*Required work*
Exact repetition of every entry is required.

━━━━━ Entries provided ━━━━━

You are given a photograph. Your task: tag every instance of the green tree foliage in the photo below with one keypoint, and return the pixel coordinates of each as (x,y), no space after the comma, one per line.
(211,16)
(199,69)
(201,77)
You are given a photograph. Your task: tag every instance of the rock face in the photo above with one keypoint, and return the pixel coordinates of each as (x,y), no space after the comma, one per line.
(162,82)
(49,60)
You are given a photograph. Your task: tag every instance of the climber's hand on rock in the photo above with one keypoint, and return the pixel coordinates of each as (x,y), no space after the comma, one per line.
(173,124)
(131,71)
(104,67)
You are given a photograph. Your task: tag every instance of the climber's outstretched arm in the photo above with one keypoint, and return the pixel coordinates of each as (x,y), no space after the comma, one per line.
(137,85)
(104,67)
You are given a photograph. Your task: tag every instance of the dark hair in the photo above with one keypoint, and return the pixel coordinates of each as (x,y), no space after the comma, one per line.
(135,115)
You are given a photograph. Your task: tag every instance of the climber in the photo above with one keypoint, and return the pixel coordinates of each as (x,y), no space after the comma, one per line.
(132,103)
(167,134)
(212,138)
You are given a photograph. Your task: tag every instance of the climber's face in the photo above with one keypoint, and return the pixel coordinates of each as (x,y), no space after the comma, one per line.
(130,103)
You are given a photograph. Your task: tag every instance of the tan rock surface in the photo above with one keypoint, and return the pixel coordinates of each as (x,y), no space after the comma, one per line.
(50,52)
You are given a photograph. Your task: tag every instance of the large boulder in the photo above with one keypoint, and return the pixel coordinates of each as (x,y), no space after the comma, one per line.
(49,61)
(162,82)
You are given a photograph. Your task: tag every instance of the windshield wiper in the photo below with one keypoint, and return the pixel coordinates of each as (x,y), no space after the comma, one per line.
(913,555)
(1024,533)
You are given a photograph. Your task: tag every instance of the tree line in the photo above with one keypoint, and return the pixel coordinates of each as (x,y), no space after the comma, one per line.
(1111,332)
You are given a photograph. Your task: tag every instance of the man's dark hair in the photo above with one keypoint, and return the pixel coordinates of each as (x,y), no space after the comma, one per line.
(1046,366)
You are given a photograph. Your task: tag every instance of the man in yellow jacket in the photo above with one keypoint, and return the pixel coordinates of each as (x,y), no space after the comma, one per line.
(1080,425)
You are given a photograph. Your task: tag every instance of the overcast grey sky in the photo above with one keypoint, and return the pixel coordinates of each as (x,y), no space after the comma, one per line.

━━━━━

*Answer space*
You are given a photograph. Your task: tag every instance of the green tree foliage in the photo below with one keypoint, and return the pixel coordinates of each as (x,y), no space after the comma, one per line.
(211,16)
(199,69)
(201,77)
You are given a photograph. Your task: tag every instance of the rock face in the photo above with one keypoint, and return the pixel coordinates of each as (x,y), no space after the comma, one per line.
(162,82)
(49,60)
You are given a photograph. Your task: tag every instance of the climber's hand on rock in the photo above with one keypoint, and return the pixel coordinates of each as (x,y), no space after the comma, one per line.
(173,124)
(131,71)
(104,67)
You are given a photograph. Your task: tag every instance of the climber's outstretched arm in the photo above with one keypoint, and return the pixel coordinates of each as (x,y), no space after the comma, one per line.
(137,85)
(104,67)
You are given a photograph. Your task: tag every instance of the dark hair in the photo above with one keypoint, and return the pixel coordinates of each as (x,y), no space after the comma, one per line.
(135,115)
You are given a photograph. Your task: tag every instance of the climber in the photo above with one keypoint, and return the pixel coordinates of each as (x,y), no space after the comma, one per line.
(132,103)
(167,134)
(212,138)
You are given a photograph. Your task: tag every instance of the climber's face in the photo above with one keypoint, and return the pixel coordinates of each as (x,y), no space after the comma, one per line.
(130,103)
You are given a photograph. Your task: tag every instance of the tan rock surface in the photo above with one keypoint, and return the pixel coordinates of each as (x,y), no space after the comma, one per line.
(50,52)
You are given a photograph. Your task: tag every instance of the large boulder in the photo above with one keypoint, and return the pixel coordinates of each as (x,y), no space after the comma, one per line.
(49,61)
(162,82)
You are given a photograph. Your task: tag every instance of the windshield wiper in the photo below with one keypoint, and return the pixel coordinates of each as (x,y), no space after the comma, one per line.
(913,555)
(1024,533)
You are given a photograph. Your task: tag every instance of the tree line in the photo above with one keypoint, and return the pixel coordinates of each as (x,y), no space after the comma, one per line.
(1111,332)
You are given a photograph. Your task: tag every instance of the man's dark hair in the photo above with one keypoint, and return the pixel coordinates of each as (x,y), no space after the comma, one per line.
(1046,366)
You are given a photograph. Your task: tag every instance of the man in yellow jacket in the photo above with one keypoint, and return the pixel coordinates of each as (x,y), no space after the comma, one per line.
(1080,425)
You are given a photograph. Your task: tag every instance of the overcast grey sky in the photo above with one keypoint, and return the pixel coordinates of each as (x,y), no space after the comma, one per line.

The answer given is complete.